What is needed :: Print the records below without any changes, starting at the line that contains "Note to the class: locate the chrome window" and stopping after the line that contains "<point>89,29</point>".

Stored records ::

:::::

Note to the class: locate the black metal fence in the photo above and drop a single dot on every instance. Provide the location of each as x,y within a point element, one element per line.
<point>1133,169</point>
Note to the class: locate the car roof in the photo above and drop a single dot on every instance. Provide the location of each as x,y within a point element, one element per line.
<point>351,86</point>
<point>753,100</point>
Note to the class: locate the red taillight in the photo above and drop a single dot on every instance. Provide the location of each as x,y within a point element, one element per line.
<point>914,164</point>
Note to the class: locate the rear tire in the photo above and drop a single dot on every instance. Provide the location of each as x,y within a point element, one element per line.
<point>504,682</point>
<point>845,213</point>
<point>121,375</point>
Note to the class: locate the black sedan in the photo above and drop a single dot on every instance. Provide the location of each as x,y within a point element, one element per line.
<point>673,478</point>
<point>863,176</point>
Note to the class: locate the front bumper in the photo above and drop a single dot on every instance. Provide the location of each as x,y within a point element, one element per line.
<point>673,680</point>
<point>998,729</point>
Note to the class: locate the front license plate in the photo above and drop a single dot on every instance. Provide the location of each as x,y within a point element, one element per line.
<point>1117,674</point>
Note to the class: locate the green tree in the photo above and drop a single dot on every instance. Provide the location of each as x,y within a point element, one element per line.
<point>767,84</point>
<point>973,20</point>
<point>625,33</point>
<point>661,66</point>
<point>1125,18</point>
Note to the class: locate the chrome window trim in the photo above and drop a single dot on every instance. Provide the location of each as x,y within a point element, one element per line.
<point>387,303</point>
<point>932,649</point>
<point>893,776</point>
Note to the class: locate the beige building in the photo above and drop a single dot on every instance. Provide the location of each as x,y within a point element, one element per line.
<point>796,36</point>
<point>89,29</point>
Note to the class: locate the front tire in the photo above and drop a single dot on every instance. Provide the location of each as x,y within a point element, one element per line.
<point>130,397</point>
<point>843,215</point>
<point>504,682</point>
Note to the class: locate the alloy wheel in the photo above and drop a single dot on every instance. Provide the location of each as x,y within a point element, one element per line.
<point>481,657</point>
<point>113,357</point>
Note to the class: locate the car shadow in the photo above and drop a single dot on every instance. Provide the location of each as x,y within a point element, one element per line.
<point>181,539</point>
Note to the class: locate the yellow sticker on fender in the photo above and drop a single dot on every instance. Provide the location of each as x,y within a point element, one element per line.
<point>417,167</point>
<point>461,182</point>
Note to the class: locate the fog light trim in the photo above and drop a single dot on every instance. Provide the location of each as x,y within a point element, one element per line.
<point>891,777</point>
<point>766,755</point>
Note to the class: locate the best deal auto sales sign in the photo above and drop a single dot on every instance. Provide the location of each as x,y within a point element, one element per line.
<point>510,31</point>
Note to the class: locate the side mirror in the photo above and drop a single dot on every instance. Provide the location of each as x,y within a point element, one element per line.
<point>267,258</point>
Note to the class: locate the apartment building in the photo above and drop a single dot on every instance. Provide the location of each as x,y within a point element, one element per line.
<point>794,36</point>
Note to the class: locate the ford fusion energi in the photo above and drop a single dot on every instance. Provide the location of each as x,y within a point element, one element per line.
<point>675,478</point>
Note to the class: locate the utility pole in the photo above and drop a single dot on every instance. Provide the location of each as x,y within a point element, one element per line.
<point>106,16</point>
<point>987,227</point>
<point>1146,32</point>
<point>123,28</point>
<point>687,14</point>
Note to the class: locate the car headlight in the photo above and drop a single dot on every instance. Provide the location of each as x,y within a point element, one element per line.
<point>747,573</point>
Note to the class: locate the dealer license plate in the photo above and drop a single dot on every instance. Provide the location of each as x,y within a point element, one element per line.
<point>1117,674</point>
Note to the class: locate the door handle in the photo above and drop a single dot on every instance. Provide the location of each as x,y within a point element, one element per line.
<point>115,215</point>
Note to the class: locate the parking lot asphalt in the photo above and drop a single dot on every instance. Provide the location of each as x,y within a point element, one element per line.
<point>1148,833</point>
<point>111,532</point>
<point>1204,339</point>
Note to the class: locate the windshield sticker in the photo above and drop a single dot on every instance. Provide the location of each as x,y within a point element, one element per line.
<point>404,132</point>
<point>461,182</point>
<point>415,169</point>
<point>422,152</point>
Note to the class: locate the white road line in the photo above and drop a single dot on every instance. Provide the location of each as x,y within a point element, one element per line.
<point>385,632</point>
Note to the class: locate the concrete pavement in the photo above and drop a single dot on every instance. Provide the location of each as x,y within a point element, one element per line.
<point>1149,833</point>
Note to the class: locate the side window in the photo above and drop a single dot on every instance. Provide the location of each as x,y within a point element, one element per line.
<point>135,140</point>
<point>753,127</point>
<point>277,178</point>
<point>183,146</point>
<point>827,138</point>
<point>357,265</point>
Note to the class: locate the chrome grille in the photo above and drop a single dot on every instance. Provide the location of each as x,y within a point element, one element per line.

:::::

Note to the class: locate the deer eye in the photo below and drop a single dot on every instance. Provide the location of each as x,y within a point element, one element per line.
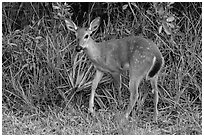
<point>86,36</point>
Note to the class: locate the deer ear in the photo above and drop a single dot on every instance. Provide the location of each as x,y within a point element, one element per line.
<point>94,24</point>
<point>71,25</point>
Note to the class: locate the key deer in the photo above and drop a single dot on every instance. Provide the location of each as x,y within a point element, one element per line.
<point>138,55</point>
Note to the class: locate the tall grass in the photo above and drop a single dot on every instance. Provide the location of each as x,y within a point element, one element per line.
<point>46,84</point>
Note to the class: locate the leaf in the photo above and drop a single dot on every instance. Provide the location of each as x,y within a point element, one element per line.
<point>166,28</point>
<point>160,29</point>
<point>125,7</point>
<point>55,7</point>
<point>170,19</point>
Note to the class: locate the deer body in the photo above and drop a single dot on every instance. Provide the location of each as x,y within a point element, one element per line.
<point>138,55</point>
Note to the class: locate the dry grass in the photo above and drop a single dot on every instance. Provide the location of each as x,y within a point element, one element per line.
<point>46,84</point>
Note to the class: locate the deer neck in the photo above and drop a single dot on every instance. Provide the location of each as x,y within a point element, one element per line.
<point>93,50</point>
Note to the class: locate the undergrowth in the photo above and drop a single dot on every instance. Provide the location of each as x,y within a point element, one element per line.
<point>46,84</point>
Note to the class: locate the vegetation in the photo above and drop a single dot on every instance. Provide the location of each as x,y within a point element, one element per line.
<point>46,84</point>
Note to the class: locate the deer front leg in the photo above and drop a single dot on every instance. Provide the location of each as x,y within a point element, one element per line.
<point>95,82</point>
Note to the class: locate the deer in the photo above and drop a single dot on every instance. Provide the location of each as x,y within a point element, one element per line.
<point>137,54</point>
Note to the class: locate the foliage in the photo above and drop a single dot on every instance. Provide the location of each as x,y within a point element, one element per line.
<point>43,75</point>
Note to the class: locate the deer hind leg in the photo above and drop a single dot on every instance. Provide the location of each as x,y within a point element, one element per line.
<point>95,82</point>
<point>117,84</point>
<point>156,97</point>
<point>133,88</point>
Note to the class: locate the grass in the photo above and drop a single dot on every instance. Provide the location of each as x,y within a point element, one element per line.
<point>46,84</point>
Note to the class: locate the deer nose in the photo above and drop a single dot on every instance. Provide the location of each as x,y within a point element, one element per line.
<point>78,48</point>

:::::

Final result ::
Note to the class: locate the chrome window trim in the photo above and drop a single dot on every instance. Provide the location of each as x,y within a point element, one element per line.
<point>387,303</point>
<point>932,649</point>
<point>893,776</point>
Note to the class: locate the beige building in the photo above and drop a single dot on every instance. Provide the location of each as x,y within a point element, one element per line.
<point>796,36</point>
<point>89,29</point>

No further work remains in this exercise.